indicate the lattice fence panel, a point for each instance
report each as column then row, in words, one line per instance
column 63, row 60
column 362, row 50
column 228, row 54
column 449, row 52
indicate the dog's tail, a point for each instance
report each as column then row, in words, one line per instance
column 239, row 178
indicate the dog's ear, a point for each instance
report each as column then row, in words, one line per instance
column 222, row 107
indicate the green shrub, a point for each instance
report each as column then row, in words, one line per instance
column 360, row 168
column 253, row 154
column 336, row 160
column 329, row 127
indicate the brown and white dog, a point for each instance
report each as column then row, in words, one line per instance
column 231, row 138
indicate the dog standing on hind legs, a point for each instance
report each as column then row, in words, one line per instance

_Your instructions_
Lay out every line of the entries above as a Markdown table with the columns "Line No." and "Entry Text", numbering the rows consecutively and omitting blank lines.

_Solution to this exercise_
| Line No. | Entry Text |
|---|---|
| 1 | indicate the lattice fence panel, a point for each instance |
| 2 | report each as column then row, in words, one line per instance |
| 3 | column 63, row 60 |
| 4 | column 362, row 50 |
| 5 | column 228, row 54 |
| 6 | column 449, row 52 |
| 7 | indicate the dog's tail, a point for each instance |
| 8 | report each as column then row, in words, one line per instance |
| 9 | column 239, row 178 |
| 10 | indicate the dog's ear, a point for each instance |
| 11 | report each as column then row, in words, one line per instance |
| 12 | column 222, row 107 |
| 13 | indicate the green shrub, a point for each instance |
| 14 | report each as column then row, in words, one line per instance |
| 15 | column 360, row 168 |
| 16 | column 253, row 154 |
| 17 | column 336, row 160 |
| 18 | column 329, row 127 |
| 19 | indicate the brown and white dog, a point for each instance |
| 20 | report each as column then row, in words, one line per instance |
| 21 | column 231, row 138 |
| 22 | indicate the dog standing on hind legs, a point for each instance |
| 23 | report each as column then row, in words, one line per instance |